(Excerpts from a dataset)
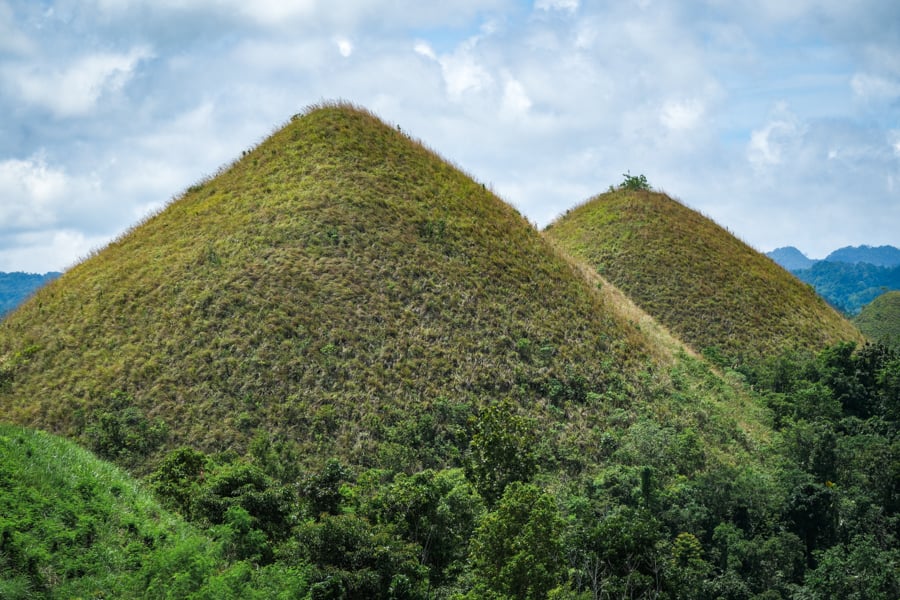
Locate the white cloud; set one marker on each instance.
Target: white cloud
(515, 101)
(52, 250)
(682, 115)
(30, 192)
(345, 46)
(424, 49)
(76, 89)
(768, 142)
(873, 87)
(563, 5)
(463, 73)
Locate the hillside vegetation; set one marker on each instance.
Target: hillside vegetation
(340, 288)
(73, 526)
(849, 287)
(709, 288)
(358, 374)
(880, 320)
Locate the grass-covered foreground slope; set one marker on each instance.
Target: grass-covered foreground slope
(880, 319)
(340, 286)
(708, 287)
(73, 526)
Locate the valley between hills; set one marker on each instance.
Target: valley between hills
(342, 368)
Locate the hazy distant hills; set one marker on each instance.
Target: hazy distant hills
(335, 286)
(880, 319)
(850, 277)
(790, 258)
(357, 373)
(709, 288)
(16, 287)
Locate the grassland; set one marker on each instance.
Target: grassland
(709, 288)
(359, 374)
(340, 287)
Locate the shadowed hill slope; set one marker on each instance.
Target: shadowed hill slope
(73, 526)
(708, 287)
(339, 286)
(880, 319)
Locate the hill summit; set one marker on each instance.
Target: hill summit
(340, 285)
(712, 290)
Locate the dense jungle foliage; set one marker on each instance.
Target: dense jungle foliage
(880, 319)
(850, 287)
(655, 519)
(342, 369)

_WHAT THE TASK ASKS_: Through the line containing "Locate the hillside" and no further, restate the data above word for word from its first line, leaving out pictures.

_TASK RESULT_:
Locate the white cloud; set one marker on each instance.
Target: white cloud
(515, 101)
(52, 250)
(682, 115)
(30, 192)
(345, 46)
(424, 49)
(76, 89)
(768, 142)
(873, 87)
(563, 5)
(463, 73)
Locate the hillside vegetation; set one marker on each instance.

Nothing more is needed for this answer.